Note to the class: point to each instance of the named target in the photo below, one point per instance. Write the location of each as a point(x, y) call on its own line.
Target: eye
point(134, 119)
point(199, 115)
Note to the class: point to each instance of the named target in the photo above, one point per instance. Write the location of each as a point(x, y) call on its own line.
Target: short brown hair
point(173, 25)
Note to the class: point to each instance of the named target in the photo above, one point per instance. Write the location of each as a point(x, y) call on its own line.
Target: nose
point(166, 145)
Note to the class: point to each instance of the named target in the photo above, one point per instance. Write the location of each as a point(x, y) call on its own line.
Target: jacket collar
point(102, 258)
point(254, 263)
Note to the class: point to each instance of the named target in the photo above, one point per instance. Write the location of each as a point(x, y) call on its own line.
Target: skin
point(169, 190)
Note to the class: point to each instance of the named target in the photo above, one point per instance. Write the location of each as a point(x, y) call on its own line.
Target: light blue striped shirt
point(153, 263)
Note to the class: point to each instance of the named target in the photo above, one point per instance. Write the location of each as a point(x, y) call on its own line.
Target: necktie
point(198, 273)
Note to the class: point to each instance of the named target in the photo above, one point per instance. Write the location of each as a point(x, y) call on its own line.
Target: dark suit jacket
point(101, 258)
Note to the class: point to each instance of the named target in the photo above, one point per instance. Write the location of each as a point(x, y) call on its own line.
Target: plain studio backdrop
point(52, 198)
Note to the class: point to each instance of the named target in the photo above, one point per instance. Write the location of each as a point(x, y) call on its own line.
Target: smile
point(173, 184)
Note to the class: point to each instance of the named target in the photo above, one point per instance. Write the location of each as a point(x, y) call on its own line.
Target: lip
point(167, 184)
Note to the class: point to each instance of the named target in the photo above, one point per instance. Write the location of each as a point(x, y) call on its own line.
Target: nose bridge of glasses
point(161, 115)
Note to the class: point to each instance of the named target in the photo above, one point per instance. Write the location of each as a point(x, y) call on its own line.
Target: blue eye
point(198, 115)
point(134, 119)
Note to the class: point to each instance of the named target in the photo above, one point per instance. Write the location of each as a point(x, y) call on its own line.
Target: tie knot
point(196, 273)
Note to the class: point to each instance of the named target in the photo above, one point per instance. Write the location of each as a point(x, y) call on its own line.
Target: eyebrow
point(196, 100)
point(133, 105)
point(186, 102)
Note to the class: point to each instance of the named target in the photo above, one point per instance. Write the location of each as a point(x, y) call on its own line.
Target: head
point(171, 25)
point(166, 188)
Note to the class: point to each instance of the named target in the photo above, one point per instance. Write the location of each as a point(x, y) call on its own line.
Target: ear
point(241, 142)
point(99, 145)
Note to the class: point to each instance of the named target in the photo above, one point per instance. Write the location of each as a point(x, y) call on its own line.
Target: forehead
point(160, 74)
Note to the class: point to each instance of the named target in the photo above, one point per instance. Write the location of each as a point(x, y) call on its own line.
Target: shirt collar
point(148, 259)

——————

■ YOUR OBJECTIVE: From the first line to the last, return the data exactly as written.

■ TASK RESPONSE:
Note to the class: point to each instance of the named target in the photo below, one point per instance. Write the location of each as a point(x, y) call on its own line.
Target: eye
point(134, 119)
point(199, 115)
Note to the class: point to each instance of the named target in the photo above, one point per instance. Write the location of each as a point(x, y) call on its own line.
Target: short brown hair
point(173, 25)
Note to the class: point to each instance of the named target in the photo above, one point per instance. Write the location of each as a point(x, y) call on its own line.
Target: nose
point(166, 145)
Note to the class: point to each instance of the named target in the photo above, one point per instance. Write the location of each as a point(x, y) call on its own line.
Target: jacket collar
point(102, 258)
point(254, 263)
Note to the class: point to each instance of the named target in the photo above, one point per instance. Write the location of each as a point(x, y) call on its own line.
Target: skin
point(169, 190)
Note to the class: point to each instance of the named target in the photo above, one point per instance. Write the location of each as a point(x, y) call on its own line.
Target: light blue striped shirt
point(153, 263)
Note to the class: point to each instance of the named target in the photo above, one point per instance. Write the location of each as a point(x, y) call on its own line.
Target: necktie
point(198, 273)
Note to the class: point to each instance of the named target in the photo above, one point per instance. Write the location of each as a point(x, y) call on its own line.
Target: dark suit jacket
point(101, 258)
Note to the class: point to each instance of the named target in the photo above, one point per instance. Write the location of each as a point(x, y) call on its own line.
Target: plain studio backdrop
point(52, 198)
Note to the class: point to each instance of the named target in the photo above, one point per instance. Write the location of each as a point(x, y) call on its own line.
Target: smile
point(173, 184)
Note to the class: point to each instance of the named target in the photo above, one point per instance. Write the location of each as a point(x, y) call on its own line.
Target: lip
point(167, 184)
Note to the class: point to each instance of the named target in the photo above, one point per instance. Write the location of each as a point(x, y) call on its own line.
Target: nose bridge of glasses
point(161, 115)
Note to the class: point to each instance of the named target in the photo above, one point per instance. Write the location of each as a point(x, y) call on its own line.
Target: blue eye
point(198, 115)
point(134, 119)
Note to the class: point to each instance of the named target in the photo above, one point per instance. Write the location of each as a point(x, y) call on its own line.
Target: tie knot
point(196, 273)
Note to the class: point to each instance of the named target in the photo above, one point per instance. Write the location of each as a point(x, y) call on its own line.
Target: eyebrow
point(196, 100)
point(133, 105)
point(186, 102)
Note to the class: point to each instance of the named target in the photo above, one point per instance. Write the location of each as a point(x, y) call on its own line.
Target: head
point(171, 25)
point(166, 188)
Note to the class: point to each instance of the named target in the photo above, one point per instance. Write the location of each as a point(x, y) call on its own line.
Target: ear
point(241, 142)
point(99, 145)
Note to the class: point to each instance of the named target in the photo above, one point per instance. Write the location of each as a point(x, y) call on its own line.
Target: forehead
point(160, 74)
Note to the class: point to each instance of the named target in the photo above, one point per instance. Write the location of each as a point(x, y) call on its own line.
Target: shirt collar
point(148, 259)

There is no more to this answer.